* START MATERIAL *
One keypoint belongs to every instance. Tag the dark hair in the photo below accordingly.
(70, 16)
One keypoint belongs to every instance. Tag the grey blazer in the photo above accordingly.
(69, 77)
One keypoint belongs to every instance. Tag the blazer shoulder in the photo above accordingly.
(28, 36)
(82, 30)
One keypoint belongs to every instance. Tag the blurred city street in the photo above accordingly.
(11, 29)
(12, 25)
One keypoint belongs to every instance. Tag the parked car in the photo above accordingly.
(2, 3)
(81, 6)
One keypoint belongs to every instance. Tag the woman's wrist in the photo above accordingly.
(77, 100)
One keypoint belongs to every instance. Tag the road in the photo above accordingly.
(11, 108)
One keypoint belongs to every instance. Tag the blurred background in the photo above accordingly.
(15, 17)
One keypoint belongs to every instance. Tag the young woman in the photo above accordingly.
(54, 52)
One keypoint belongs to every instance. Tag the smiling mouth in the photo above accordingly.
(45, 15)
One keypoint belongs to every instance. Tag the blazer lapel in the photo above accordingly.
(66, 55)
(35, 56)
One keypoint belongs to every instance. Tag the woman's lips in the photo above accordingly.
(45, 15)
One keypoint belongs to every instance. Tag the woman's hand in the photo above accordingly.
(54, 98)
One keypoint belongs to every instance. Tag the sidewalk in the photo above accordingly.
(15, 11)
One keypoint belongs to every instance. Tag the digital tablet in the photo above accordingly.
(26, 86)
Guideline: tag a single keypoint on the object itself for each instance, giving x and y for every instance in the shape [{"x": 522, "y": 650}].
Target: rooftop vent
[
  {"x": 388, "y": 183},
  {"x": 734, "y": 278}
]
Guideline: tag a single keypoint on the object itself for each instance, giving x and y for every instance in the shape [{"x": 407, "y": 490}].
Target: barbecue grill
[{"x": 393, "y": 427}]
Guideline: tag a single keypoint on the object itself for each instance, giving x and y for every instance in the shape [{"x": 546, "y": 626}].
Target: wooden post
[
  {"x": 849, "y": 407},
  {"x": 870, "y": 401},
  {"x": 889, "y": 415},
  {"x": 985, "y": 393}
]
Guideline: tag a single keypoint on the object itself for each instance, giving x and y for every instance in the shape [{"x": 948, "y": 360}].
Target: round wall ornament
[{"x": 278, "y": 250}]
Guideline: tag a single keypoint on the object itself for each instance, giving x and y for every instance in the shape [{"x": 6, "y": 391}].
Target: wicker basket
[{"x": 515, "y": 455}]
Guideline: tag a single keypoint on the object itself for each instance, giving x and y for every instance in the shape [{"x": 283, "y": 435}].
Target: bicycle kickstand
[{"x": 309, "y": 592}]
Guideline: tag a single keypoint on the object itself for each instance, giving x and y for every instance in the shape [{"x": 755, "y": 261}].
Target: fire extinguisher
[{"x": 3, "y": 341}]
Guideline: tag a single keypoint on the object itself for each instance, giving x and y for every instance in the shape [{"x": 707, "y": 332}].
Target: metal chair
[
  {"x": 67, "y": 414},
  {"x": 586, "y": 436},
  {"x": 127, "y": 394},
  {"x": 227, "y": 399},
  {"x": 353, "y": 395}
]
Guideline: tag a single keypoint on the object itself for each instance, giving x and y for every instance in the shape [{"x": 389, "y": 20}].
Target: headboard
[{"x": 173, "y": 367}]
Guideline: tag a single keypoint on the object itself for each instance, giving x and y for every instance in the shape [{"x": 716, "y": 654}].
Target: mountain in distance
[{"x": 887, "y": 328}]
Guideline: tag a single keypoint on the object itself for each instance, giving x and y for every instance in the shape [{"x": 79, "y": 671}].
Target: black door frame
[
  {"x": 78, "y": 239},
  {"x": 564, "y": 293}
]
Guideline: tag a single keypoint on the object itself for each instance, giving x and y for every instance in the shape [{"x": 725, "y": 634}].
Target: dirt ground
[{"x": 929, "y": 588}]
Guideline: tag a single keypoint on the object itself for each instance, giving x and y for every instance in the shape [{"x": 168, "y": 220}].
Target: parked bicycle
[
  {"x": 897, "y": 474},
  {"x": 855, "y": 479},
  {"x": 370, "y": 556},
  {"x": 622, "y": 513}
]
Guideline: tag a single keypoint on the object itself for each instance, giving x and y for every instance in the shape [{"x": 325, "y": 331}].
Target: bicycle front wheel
* END MATERIAL *
* WHAT IS ASKED
Gather every line above that contains the word "blurred". Copy each one in full.

* TASK ANSWER
One keypoint belongs to every instance. Tag the blurred city street in the photo above accordingly.
One keypoint belongs to every instance. Tag the blurred background in the photo above accordingly.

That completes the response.